** Opening WORKING DATA block **

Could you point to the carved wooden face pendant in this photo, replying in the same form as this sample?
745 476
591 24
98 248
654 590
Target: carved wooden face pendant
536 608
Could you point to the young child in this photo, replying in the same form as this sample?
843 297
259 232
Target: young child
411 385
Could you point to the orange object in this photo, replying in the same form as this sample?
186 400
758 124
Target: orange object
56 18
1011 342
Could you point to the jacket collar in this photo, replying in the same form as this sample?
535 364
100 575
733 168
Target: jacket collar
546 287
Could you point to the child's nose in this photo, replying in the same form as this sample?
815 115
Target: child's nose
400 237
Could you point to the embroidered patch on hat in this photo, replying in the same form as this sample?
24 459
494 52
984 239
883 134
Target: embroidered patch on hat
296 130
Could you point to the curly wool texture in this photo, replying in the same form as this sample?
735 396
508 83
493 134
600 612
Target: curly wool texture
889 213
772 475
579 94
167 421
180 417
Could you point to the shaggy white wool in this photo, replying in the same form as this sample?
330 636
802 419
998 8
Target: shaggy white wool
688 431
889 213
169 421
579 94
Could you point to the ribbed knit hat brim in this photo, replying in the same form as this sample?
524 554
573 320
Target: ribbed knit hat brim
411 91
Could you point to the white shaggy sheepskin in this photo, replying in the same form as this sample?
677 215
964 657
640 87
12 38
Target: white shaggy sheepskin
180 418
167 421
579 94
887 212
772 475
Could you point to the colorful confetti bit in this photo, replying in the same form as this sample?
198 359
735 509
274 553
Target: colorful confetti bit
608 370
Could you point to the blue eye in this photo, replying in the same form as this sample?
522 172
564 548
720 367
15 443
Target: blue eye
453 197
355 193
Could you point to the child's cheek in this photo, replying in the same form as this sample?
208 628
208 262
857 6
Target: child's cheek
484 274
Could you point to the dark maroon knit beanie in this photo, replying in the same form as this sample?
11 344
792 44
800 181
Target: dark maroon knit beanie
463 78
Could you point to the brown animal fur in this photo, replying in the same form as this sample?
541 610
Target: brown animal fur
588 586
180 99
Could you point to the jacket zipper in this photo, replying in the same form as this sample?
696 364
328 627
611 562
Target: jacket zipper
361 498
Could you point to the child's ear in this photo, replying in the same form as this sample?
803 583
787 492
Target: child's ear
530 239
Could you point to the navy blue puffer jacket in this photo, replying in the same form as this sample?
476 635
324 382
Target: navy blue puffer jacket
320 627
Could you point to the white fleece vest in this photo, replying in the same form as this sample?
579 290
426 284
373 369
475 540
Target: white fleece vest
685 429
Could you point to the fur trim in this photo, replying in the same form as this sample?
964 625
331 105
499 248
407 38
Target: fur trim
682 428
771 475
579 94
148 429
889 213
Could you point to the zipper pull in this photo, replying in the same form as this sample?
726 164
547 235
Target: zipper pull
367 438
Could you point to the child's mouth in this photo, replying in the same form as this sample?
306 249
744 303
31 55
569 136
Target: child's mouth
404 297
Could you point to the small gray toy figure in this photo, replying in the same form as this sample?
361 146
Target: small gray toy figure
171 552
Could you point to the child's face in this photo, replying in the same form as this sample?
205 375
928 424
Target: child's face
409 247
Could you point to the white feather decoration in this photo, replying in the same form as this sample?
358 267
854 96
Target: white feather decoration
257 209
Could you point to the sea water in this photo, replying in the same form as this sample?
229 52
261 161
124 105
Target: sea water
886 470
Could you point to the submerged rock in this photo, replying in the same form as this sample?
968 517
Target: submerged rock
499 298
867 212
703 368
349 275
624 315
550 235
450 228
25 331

** Closing WORKING DATA block **

PROBLEM DETAILS
Print out each line of the data exactly.

COMPLETED EXERCISE
Could you point to the carved wooden face pendant in this photo, replying in the same form as this sample?
745 476
591 24
98 248
654 590
Target: carved wooden face pendant
536 608
Could you point to the young child in this photo, replying in the same form as this sample?
843 297
259 232
Target: young child
411 385
Could you point to the orange object in this photo, replying in the same form as this sample?
186 400
758 124
Target: orange object
56 18
1011 342
Could you point to the jacket collar in this photo, replying in the same form as this sample?
535 364
100 575
733 168
Target: jacket collar
546 287
Could you point to the child's nose in this photo, replying in the same form as this sample?
815 115
Target: child's nose
400 237
Could you point to the embroidered patch on hat in this photo, replying in the same form as this sample?
24 459
494 52
984 239
883 134
Target: embroidered patch on hat
296 130
Could you point to the curly wool texture in this photo, replying in the same form as this sample?
735 396
508 83
493 134
600 612
Target: curly wool texture
889 213
772 475
579 94
167 421
180 417
Could you point to the shaggy white wool in this photo, replying in the same form as this sample?
330 636
802 419
998 8
Target: shaggy white wool
688 431
889 213
169 421
579 94
Could you point to the ribbed knit hat brim in this photo, replying in the same form as this sample?
524 554
573 320
Target: ribbed knit hat brim
411 91
Could you point to the white shaggy sheepskin in this photo, replying in the same form as this sample?
677 215
964 657
640 87
12 38
Target: white shaggy sheepskin
180 418
167 421
579 94
887 212
772 475
Could you point to the colorful confetti bit in this photo, replying in the same form as this sample?
198 359
735 509
274 553
Target: colorful confetti bit
608 370
Could you point to the blue eye in this photo, replying in the same form as this sample?
522 172
564 548
720 367
15 443
Target: blue eye
453 197
355 193
Could you point to the child's cheek in this photo, replying in the same form as this sample?
208 628
208 262
857 6
Target: child's cheek
484 274
Could you point to the dark maroon knit beanie in this photo, replying in the same form as this sample?
11 344
792 44
800 181
Target: dark maroon knit beanie
463 78
Could you point to the brown animal fur in this photo, replying in the same form as this sample?
541 610
Target: brown animal fur
588 586
180 99
Could you point to the jacket zipper in this photo, replying in the same form as this sample?
696 364
328 627
611 562
Target: jacket zipper
361 498
Could you point to the child's ear in this photo, replying in the same form as this sample?
803 583
787 492
Target: child's ear
530 239
Could you point to the navy blue puffer jacket in this photo, replying in the same form as this sample?
476 635
324 382
Target: navy blue puffer jacket
320 627
Could you point to the white fleece vest in this photo, replying in the same form as this sample?
579 290
426 284
373 369
475 540
Target: white fleece vest
685 429
Could you point to the fur trim in this photo, replying in the same form as this sample?
964 625
331 105
499 248
407 38
Target: fur trim
682 428
771 475
579 94
148 429
889 213
Could you point to the zipper pull in this photo, replying in the same form as this sample?
726 164
547 235
Target: zipper pull
367 438
Could you point to the child's mouth in this photo, replying in the same form as this sample?
306 249
744 303
31 55
569 136
Target: child's mouth
404 297
Could you point to the small gray toy figure in this photo, replying in the same form as this sample?
361 146
Target: small gray toy figure
171 552
Could you point to the child's face in this photo, replying in the same form as this sample?
205 375
928 424
Target: child's face
409 247
Could you point to the white feather decoration in this photo, replying in the same form as this sample?
358 267
854 96
Target: white feather decoration
257 209
Could you point to the sea water in this photo, replying in the same form as this sample?
229 52
261 161
124 105
Target: sea water
886 470
Could you point to the submerged rock in this photo, replying in the same form as this sample?
968 517
Target: submerged rock
499 298
867 212
703 368
349 275
624 315
550 235
450 228
25 331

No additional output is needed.